Task to complete:
Write out every line of the material that follows with no changes.

**** Exercise inputs

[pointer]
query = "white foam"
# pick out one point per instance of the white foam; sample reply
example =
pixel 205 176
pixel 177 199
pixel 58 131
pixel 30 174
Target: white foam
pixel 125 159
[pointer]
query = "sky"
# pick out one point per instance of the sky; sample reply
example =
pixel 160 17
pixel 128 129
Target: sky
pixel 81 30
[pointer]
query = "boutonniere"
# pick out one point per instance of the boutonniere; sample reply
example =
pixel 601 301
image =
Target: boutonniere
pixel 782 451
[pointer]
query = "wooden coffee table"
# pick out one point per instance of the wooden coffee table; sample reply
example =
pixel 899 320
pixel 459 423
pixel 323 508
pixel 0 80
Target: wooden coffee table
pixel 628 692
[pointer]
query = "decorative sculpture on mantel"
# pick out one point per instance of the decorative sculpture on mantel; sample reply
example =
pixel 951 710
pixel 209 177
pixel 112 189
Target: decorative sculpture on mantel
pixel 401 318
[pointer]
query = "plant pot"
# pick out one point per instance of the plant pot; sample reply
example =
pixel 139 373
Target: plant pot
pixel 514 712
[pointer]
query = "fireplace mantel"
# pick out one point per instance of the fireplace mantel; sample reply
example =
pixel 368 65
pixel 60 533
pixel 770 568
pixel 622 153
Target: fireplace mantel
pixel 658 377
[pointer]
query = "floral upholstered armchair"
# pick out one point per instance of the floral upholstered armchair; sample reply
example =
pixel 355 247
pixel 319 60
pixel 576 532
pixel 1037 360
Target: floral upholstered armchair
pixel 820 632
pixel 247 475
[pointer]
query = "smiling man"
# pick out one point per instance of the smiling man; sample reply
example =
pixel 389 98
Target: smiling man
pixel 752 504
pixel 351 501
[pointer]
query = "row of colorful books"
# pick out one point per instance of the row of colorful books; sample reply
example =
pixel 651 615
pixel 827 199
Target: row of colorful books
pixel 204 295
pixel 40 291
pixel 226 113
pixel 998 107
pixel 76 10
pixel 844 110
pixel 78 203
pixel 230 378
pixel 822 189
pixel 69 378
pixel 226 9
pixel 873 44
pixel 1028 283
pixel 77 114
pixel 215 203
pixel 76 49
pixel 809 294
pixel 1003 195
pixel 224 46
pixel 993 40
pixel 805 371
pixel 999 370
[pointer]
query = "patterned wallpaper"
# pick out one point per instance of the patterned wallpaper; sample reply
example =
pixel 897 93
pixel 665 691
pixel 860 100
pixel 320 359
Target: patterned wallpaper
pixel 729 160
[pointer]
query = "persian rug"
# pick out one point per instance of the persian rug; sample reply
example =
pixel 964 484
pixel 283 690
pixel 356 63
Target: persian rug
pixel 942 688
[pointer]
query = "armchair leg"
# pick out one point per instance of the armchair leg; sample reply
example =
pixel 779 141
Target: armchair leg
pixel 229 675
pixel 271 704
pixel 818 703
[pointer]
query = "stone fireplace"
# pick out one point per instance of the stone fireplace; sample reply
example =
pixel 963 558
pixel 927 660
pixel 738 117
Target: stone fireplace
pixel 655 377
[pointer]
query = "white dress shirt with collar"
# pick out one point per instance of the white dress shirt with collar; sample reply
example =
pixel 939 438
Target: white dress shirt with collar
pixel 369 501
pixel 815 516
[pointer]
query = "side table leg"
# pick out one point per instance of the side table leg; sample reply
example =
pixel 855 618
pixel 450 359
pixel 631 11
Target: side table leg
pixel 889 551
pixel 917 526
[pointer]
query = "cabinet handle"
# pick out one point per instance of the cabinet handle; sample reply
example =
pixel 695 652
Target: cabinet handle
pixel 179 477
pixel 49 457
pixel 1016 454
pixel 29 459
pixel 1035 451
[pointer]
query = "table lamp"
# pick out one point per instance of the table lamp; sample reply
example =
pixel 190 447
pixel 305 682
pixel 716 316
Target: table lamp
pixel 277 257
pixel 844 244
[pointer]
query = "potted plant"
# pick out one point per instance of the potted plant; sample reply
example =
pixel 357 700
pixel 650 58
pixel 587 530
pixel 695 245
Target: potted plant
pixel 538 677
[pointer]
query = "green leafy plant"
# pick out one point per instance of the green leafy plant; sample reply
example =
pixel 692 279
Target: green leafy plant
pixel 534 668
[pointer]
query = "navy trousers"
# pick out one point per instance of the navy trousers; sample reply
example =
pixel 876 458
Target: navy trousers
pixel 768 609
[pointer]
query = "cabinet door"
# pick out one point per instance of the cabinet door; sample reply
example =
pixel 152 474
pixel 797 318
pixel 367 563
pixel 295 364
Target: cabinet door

********

Response below:
[pointer]
query = "white foam"
# pick out one point per instance of the white foam; sample reply
example =
pixel 205 176
pixel 177 199
pixel 58 131
pixel 30 174
Target: white foam
pixel 125 159
[pointer]
query = "sky"
# pick out one point per instance of the sky; sample reply
example =
pixel 160 17
pixel 128 129
Target: sky
pixel 81 30
[pointer]
query = "boutonniere"
# pick out one point per instance of the boutonniere; sample reply
example =
pixel 601 301
image =
Target: boutonniere
pixel 782 451
[pointer]
query = "wooden coffee table"
# pick out one point per instance of the wooden coffee table; sample reply
example =
pixel 899 320
pixel 459 423
pixel 323 508
pixel 0 80
Target: wooden coffee table
pixel 628 692
[pointer]
query = "decorative sculpture on mantel"
# pick out one point per instance of the decorative sculpture on mantel; sample reply
example =
pixel 951 710
pixel 209 177
pixel 112 189
Target: decorative sculpture on mantel
pixel 401 318
[pointer]
query = "plant pot"
# pick out one point per instance of the plant pot; sample reply
example =
pixel 139 373
Target: plant pot
pixel 514 712
[pointer]
query = "fireplace mantel"
# pick out one point per instance of the fireplace mantel; sample reply
example =
pixel 368 65
pixel 60 533
pixel 770 568
pixel 622 153
Target: fireplace mantel
pixel 658 377
[pointer]
query = "floral upholstered armchair"
# pick out one point per instance of the floral upholstered armchair; sample reply
example =
pixel 355 247
pixel 319 60
pixel 576 532
pixel 1037 360
Target: floral upholstered armchair
pixel 820 632
pixel 247 475
[pointer]
query = "smiling man"
# pick out one point per instance of the smiling man; sample reply
example =
pixel 389 98
Target: smiling man
pixel 752 504
pixel 351 501
[pointer]
query = "row of colorful books"
# pick out one point per instance of the row of colorful books; sample reply
example =
pixel 651 615
pixel 827 199
Target: row of colorful books
pixel 204 295
pixel 40 291
pixel 226 113
pixel 998 107
pixel 76 10
pixel 844 110
pixel 78 203
pixel 230 378
pixel 822 189
pixel 69 378
pixel 226 9
pixel 873 44
pixel 1028 283
pixel 77 114
pixel 215 203
pixel 76 49
pixel 809 294
pixel 1003 195
pixel 224 46
pixel 993 40
pixel 805 371
pixel 999 370
[pointer]
query = "patterned wallpaper"
# pick out one point per instance of the patterned wallpaper; sample reply
example =
pixel 897 93
pixel 665 691
pixel 860 100
pixel 320 359
Target: patterned wallpaper
pixel 729 160
[pointer]
query = "persian rug"
# pick out one point per instance of the persian rug; sample reply
example =
pixel 964 484
pixel 283 690
pixel 356 63
Target: persian rug
pixel 942 688
[pointer]
query = "armchair leg"
# pick out one point per instance of the armchair leg; sample reply
example =
pixel 779 141
Target: armchair leg
pixel 229 675
pixel 271 704
pixel 818 703
[pointer]
query = "stone fireplace"
# pick out one point per instance of the stone fireplace; sample reply
example =
pixel 963 558
pixel 927 660
pixel 738 117
Target: stone fireplace
pixel 655 377
[pointer]
query = "white dress shirt with collar"
# pick out one point per instance of the white dress shirt with collar; sample reply
example =
pixel 939 438
Target: white dress shirt with collar
pixel 369 501
pixel 815 516
[pointer]
query = "side table leg"
# pick out one point per instance of the side table leg; sample reply
example =
pixel 855 618
pixel 450 359
pixel 631 11
Target: side table leg
pixel 889 551
pixel 917 526
[pointer]
query = "cabinet handle"
# pick out one point per instance of the cabinet handle; sample reply
example =
pixel 695 652
Target: cabinet handle
pixel 179 477
pixel 49 457
pixel 1016 454
pixel 29 459
pixel 1035 451
[pointer]
query = "table lamp"
# pick out one point per instance of the table lamp; sample reply
example =
pixel 190 447
pixel 305 682
pixel 716 316
Target: table lamp
pixel 277 257
pixel 844 244
[pointer]
query = "potted plant"
# pick out one point per instance of the potted plant; sample reply
example =
pixel 357 700
pixel 650 58
pixel 587 530
pixel 695 245
Target: potted plant
pixel 538 677
[pointer]
query = "green leafy plant"
# pick out one point per instance of the green leafy plant; sample reply
example =
pixel 692 279
Target: green leafy plant
pixel 534 668
[pointer]
query = "navy trousers"
# pick out one point per instance of the navy trousers; sample reply
example =
pixel 876 458
Target: navy trousers
pixel 768 609
[pointer]
query = "cabinet door"
# pick out one point per instance of the cabinet door; sample reply
example =
pixel 152 474
pixel 797 318
pixel 367 563
pixel 295 364
Target: cabinet door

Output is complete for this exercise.